## Data supplied:
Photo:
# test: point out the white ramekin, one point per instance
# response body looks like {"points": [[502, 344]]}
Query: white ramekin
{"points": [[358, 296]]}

...

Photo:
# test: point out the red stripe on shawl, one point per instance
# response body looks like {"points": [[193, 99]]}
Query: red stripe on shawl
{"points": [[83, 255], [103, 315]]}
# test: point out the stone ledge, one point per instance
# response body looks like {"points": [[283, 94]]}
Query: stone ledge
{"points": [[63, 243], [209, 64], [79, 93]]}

## The task:
What number of lines in the records contain the word "looks"? Answer with that number alone.

## Finished exercise:
3